Given records>
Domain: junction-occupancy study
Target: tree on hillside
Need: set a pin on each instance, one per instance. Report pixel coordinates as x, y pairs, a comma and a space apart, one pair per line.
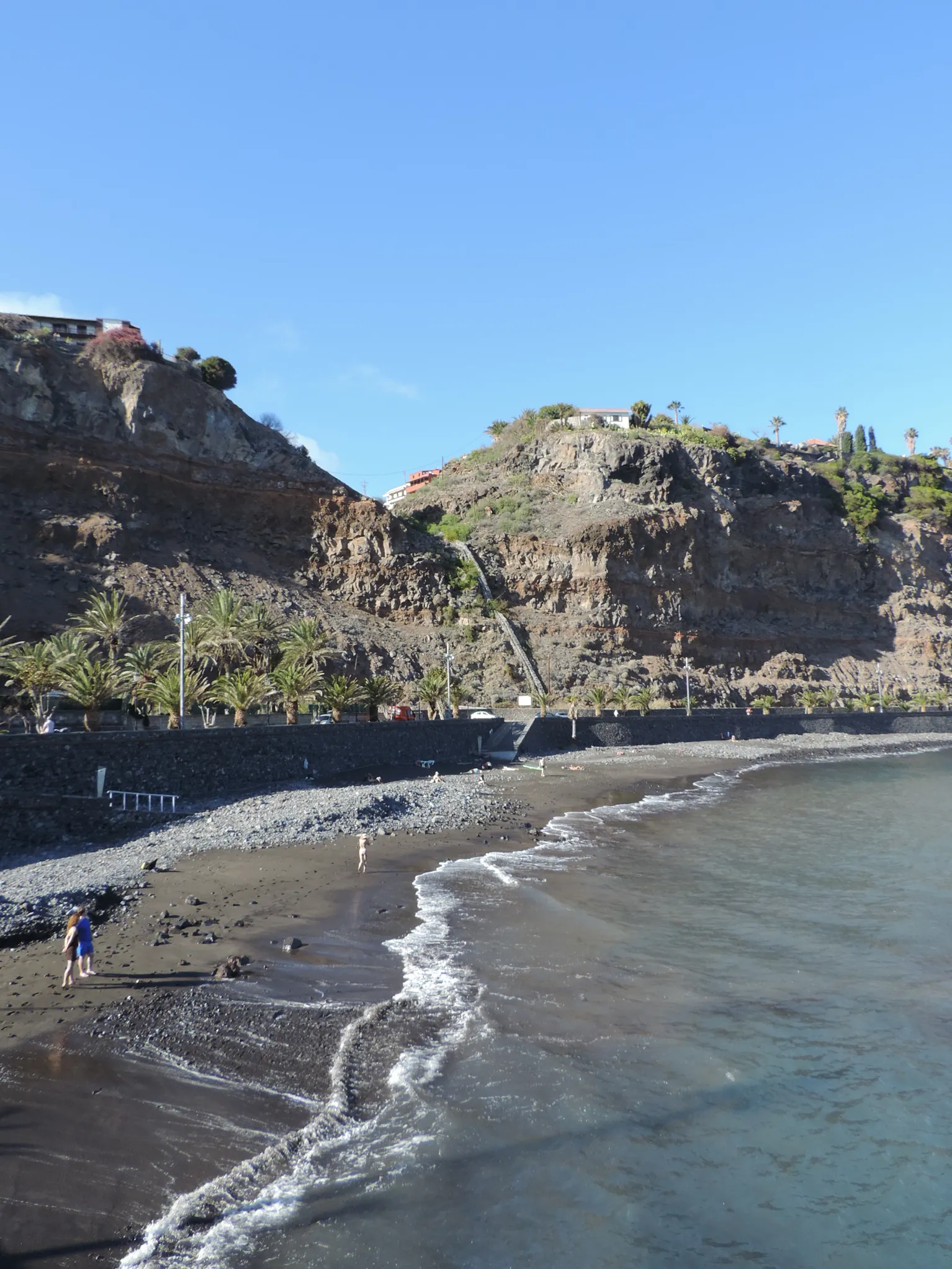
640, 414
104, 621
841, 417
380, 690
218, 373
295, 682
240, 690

...

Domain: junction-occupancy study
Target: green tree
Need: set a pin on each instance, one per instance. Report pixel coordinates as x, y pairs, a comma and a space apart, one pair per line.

---

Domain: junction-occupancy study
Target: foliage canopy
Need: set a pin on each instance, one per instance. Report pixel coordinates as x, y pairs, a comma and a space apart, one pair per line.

What you should do> Which lines of the data contain the word "Target"? Copy each one.

Answer to this problem>
Target: tree on hillside
Target: green tree
Target: foliage canopy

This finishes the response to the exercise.